▶ WHAT YOU HAVE TO DO
Show every line in the rows below that contains the word "white", copying each such line unchanged.

▶ RECORDS SHOWN
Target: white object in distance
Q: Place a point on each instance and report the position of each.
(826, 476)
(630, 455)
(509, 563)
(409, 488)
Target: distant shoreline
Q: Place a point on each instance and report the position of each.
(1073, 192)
==
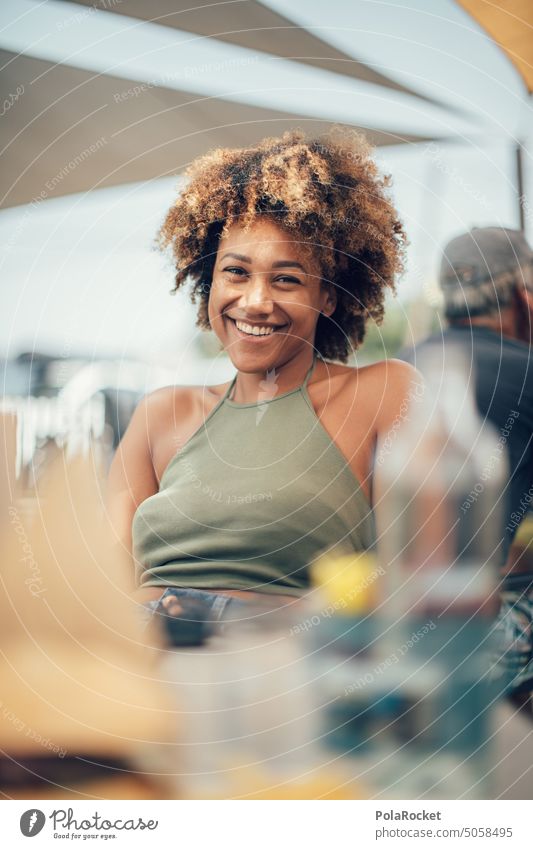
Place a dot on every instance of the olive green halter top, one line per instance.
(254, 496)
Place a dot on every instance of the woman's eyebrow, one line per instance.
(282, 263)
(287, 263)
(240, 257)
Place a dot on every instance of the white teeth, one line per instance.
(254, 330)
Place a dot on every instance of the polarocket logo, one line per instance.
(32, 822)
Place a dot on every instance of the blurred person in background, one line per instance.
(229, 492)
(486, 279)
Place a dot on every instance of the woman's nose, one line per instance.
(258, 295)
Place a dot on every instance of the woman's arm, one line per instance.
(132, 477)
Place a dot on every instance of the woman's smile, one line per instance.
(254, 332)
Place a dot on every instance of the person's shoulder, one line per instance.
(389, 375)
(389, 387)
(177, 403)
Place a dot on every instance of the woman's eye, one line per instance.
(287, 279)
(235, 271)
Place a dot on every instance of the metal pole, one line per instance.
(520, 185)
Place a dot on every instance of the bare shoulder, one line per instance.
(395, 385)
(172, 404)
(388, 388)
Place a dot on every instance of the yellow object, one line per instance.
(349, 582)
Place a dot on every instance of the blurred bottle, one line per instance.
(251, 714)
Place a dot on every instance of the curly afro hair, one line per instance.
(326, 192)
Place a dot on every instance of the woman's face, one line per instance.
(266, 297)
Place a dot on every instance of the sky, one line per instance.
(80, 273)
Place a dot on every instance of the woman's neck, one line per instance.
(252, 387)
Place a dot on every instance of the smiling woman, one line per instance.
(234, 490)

▶ FINISHED EXERCISE
Target: white object in distance
Place a dot on every instance of the white teeth, one line per instance.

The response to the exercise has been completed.